SUPPLIED RECORDS:
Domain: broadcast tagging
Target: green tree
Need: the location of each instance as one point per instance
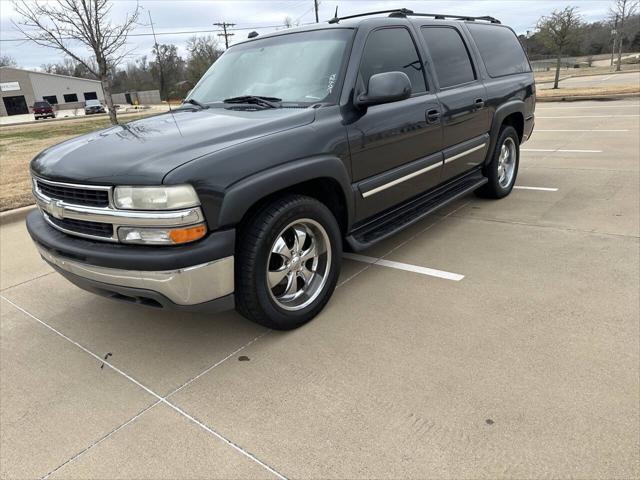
(558, 31)
(622, 10)
(7, 61)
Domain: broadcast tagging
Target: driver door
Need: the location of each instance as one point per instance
(395, 147)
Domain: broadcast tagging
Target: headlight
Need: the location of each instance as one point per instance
(161, 236)
(155, 198)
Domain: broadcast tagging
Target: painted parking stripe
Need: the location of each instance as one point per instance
(404, 266)
(537, 130)
(161, 399)
(558, 150)
(539, 109)
(593, 116)
(542, 189)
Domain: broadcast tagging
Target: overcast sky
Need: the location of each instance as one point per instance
(262, 15)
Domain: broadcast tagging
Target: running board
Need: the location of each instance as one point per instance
(399, 218)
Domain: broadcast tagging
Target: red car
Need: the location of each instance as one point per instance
(43, 110)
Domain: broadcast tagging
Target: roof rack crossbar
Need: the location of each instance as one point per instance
(405, 12)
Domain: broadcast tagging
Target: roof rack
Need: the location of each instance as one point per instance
(405, 12)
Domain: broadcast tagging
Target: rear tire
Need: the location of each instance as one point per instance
(287, 262)
(502, 170)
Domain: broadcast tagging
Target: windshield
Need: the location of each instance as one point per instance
(299, 67)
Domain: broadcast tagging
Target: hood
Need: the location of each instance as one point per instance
(142, 152)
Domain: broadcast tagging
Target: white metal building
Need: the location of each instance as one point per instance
(21, 88)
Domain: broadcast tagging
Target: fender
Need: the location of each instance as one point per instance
(239, 197)
(502, 112)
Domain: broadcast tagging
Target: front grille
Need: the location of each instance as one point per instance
(75, 195)
(81, 226)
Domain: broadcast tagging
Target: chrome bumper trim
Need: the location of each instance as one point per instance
(118, 218)
(186, 286)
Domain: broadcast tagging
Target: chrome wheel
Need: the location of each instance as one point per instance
(298, 264)
(507, 162)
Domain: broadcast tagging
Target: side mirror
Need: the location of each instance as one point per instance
(385, 87)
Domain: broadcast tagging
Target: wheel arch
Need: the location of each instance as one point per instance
(511, 113)
(325, 179)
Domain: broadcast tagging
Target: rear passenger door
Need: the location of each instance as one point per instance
(465, 120)
(395, 147)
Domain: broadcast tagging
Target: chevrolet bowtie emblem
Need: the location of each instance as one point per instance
(56, 209)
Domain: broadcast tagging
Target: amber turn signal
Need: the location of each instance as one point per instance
(190, 234)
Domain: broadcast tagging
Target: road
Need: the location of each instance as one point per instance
(632, 78)
(526, 367)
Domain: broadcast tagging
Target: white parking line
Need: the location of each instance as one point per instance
(542, 189)
(404, 266)
(598, 130)
(150, 392)
(559, 150)
(539, 109)
(592, 116)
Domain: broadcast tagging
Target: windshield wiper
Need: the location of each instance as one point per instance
(193, 101)
(268, 102)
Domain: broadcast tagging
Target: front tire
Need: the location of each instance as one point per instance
(287, 262)
(502, 170)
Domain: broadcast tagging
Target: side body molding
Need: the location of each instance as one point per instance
(239, 197)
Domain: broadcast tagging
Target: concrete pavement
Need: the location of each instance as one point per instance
(591, 81)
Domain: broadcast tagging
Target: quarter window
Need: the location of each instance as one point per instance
(392, 50)
(450, 56)
(500, 49)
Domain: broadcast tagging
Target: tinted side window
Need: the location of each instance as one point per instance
(392, 50)
(500, 49)
(450, 56)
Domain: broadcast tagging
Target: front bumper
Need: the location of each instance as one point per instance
(199, 276)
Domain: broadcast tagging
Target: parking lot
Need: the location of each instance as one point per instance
(492, 339)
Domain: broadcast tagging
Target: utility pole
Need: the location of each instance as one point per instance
(614, 35)
(160, 60)
(226, 35)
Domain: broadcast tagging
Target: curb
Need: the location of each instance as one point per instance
(577, 98)
(15, 215)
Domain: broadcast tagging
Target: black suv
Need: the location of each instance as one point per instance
(292, 146)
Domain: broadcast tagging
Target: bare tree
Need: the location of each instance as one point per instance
(557, 31)
(7, 61)
(622, 10)
(61, 23)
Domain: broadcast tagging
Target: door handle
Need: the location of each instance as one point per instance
(433, 116)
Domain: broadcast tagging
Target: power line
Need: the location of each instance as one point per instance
(226, 35)
(159, 34)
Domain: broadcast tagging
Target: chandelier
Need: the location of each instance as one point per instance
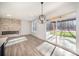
(42, 16)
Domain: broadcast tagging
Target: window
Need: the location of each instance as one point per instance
(34, 26)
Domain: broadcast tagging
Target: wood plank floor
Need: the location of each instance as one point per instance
(25, 48)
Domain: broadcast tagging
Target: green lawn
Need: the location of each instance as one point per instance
(65, 34)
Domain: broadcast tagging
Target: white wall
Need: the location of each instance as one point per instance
(41, 31)
(25, 27)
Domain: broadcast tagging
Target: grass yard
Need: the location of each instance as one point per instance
(65, 34)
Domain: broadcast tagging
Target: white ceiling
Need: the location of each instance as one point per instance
(26, 10)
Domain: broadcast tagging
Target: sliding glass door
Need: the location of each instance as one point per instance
(63, 33)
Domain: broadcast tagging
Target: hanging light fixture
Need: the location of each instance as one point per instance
(42, 16)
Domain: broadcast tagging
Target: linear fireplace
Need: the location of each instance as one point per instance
(9, 32)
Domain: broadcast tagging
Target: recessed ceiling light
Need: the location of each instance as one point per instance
(8, 15)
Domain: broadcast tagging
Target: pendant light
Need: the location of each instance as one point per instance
(42, 16)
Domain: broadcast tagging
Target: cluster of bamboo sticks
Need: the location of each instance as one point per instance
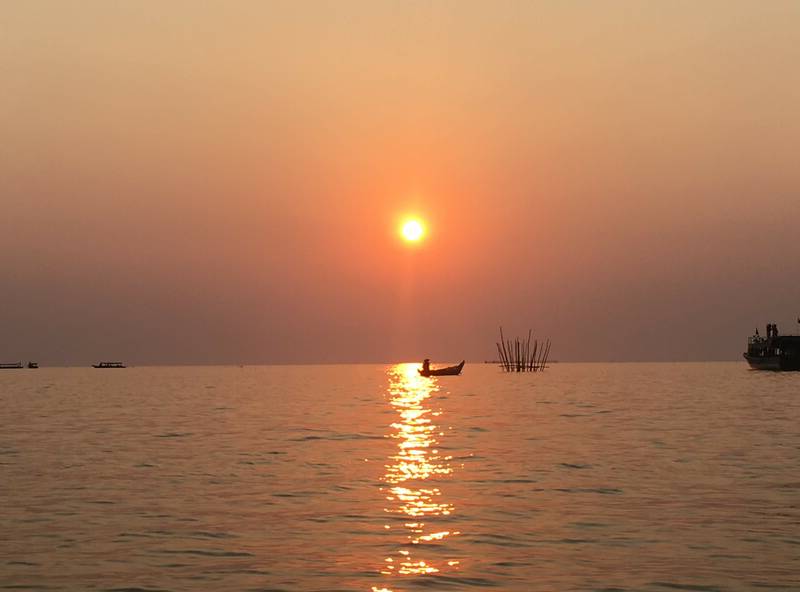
(520, 356)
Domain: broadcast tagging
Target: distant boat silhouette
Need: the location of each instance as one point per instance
(448, 371)
(773, 352)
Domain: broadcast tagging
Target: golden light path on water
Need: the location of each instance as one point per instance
(412, 477)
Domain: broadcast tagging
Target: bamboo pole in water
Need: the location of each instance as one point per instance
(520, 355)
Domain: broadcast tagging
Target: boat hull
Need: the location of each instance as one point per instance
(775, 363)
(449, 371)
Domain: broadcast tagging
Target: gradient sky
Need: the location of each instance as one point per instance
(220, 182)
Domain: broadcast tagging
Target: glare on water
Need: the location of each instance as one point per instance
(415, 476)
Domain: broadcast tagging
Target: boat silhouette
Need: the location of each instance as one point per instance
(447, 371)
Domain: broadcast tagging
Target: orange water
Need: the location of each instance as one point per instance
(369, 478)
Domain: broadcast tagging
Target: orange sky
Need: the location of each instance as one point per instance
(215, 182)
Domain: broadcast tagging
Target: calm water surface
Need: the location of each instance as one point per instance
(616, 477)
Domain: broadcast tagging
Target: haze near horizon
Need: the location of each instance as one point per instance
(212, 183)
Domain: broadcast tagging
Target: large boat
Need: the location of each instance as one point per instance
(773, 352)
(448, 371)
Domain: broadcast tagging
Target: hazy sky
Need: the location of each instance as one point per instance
(200, 182)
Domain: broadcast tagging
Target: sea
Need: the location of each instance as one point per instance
(369, 478)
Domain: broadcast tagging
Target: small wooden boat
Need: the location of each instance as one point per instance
(448, 371)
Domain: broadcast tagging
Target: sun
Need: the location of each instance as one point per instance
(412, 230)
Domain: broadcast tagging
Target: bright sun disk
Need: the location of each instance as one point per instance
(413, 230)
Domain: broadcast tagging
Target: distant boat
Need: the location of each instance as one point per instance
(448, 371)
(774, 352)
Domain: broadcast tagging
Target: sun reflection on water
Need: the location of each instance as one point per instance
(412, 476)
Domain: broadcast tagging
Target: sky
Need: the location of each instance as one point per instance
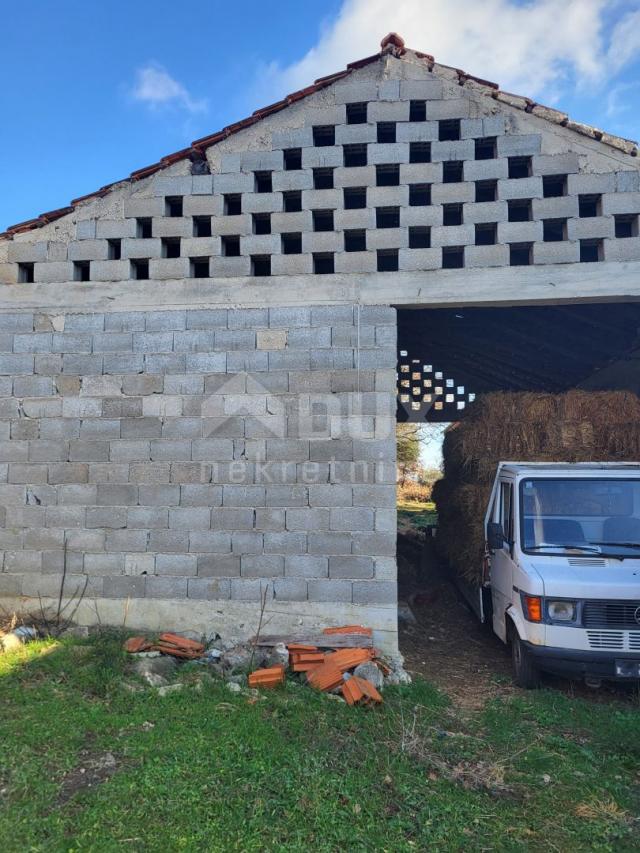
(93, 91)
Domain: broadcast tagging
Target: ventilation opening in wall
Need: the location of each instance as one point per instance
(452, 257)
(143, 228)
(419, 195)
(231, 246)
(232, 204)
(486, 191)
(292, 201)
(199, 267)
(173, 206)
(140, 269)
(324, 135)
(323, 178)
(170, 247)
(388, 175)
(354, 155)
(202, 226)
(449, 129)
(386, 131)
(520, 254)
(82, 271)
(260, 265)
(590, 251)
(357, 113)
(261, 223)
(292, 159)
(355, 198)
(291, 243)
(26, 273)
(323, 263)
(263, 182)
(355, 240)
(418, 111)
(519, 167)
(387, 260)
(485, 148)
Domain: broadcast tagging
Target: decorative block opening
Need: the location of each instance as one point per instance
(199, 267)
(322, 220)
(354, 155)
(387, 217)
(486, 148)
(419, 195)
(263, 182)
(260, 265)
(140, 269)
(452, 257)
(486, 191)
(419, 152)
(388, 175)
(324, 135)
(323, 178)
(520, 254)
(554, 230)
(591, 251)
(452, 214)
(292, 159)
(232, 204)
(520, 167)
(143, 227)
(554, 185)
(292, 201)
(357, 112)
(419, 237)
(519, 210)
(449, 129)
(26, 273)
(355, 240)
(231, 246)
(170, 247)
(589, 205)
(355, 198)
(418, 111)
(387, 260)
(386, 131)
(261, 223)
(82, 271)
(291, 243)
(486, 233)
(323, 263)
(626, 225)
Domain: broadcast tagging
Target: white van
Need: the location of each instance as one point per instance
(562, 572)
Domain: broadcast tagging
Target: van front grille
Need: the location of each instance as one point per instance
(611, 614)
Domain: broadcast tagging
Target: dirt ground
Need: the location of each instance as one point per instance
(447, 644)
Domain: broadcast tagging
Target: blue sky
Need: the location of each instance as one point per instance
(92, 91)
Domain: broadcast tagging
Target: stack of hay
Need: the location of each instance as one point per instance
(578, 426)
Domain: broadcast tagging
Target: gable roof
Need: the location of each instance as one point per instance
(392, 44)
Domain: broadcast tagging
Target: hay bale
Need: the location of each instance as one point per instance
(579, 426)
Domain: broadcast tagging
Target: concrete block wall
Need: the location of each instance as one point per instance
(199, 458)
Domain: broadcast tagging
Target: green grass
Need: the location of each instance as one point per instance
(206, 770)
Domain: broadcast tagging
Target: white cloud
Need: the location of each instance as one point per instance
(534, 49)
(156, 88)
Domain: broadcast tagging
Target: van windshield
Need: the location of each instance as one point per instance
(590, 516)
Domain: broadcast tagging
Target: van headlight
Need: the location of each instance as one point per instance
(561, 611)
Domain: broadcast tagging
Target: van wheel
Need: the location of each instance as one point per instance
(525, 672)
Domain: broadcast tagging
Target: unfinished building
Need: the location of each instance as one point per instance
(198, 363)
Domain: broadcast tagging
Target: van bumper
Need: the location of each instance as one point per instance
(582, 663)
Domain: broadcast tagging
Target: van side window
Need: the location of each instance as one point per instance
(506, 510)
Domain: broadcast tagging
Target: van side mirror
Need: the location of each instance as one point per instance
(495, 536)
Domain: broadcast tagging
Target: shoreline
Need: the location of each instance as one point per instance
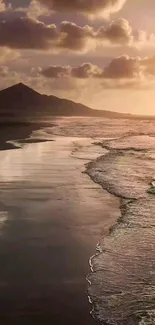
(98, 221)
(132, 229)
(11, 131)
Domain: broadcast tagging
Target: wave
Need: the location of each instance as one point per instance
(122, 279)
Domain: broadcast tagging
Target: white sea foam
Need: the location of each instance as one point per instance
(123, 272)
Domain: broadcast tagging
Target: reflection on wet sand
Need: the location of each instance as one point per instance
(54, 217)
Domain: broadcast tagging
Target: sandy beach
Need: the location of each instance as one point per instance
(52, 216)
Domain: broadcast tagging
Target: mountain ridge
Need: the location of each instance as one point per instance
(20, 101)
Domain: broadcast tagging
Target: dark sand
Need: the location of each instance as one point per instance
(55, 217)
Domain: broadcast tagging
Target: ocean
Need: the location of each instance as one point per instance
(89, 185)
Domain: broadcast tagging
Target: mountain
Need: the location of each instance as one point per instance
(21, 102)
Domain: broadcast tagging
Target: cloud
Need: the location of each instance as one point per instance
(7, 54)
(122, 67)
(92, 8)
(56, 72)
(122, 72)
(26, 33)
(118, 31)
(22, 33)
(2, 5)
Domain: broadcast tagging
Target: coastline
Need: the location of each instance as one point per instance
(69, 296)
(126, 253)
(10, 131)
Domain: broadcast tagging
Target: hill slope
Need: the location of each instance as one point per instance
(20, 101)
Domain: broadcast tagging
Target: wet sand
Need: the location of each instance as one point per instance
(52, 216)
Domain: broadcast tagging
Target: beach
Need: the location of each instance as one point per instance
(52, 216)
(66, 190)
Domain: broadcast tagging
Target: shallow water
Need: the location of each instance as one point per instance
(123, 278)
(51, 218)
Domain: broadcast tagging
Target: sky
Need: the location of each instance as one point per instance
(97, 52)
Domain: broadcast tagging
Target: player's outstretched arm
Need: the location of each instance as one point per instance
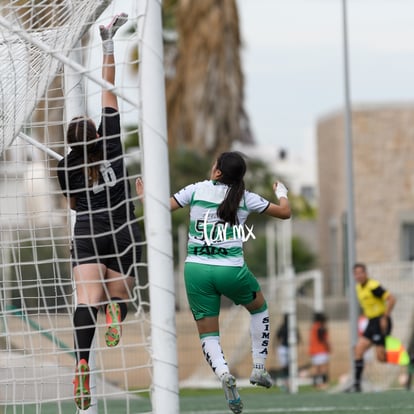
(281, 210)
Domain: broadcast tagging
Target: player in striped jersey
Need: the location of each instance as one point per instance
(215, 264)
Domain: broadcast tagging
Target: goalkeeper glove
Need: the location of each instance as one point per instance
(281, 190)
(108, 32)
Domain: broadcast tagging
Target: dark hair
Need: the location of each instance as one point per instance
(360, 265)
(233, 168)
(81, 131)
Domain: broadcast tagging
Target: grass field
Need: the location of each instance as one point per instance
(256, 401)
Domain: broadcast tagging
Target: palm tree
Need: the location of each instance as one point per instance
(205, 97)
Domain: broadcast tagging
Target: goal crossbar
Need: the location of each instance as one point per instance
(66, 61)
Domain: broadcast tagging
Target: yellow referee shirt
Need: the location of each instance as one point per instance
(372, 298)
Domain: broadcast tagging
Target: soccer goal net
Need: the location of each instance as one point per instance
(50, 71)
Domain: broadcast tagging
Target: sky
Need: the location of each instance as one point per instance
(292, 60)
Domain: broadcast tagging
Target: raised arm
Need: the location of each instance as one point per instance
(107, 33)
(281, 210)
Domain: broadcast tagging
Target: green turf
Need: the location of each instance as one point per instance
(256, 401)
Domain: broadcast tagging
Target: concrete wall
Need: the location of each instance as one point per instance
(383, 160)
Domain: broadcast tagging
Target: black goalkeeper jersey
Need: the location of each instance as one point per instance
(110, 196)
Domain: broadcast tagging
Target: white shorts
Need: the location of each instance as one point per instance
(320, 359)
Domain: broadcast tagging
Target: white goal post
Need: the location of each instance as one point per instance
(50, 58)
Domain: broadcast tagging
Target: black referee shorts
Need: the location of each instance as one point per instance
(373, 331)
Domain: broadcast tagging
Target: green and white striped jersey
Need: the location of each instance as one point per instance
(210, 240)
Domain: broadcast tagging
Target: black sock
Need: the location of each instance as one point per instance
(122, 306)
(84, 320)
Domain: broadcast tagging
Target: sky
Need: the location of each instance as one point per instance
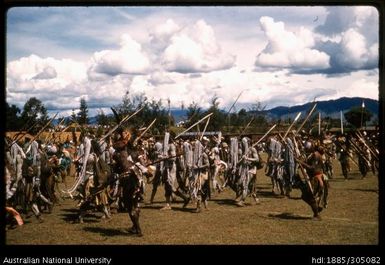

WHAT THE TASK REQUIRES:
Count the lines in the rows above that contain the string "jersey", and reply with that number alone.

ANSWER TO THE TASK:
3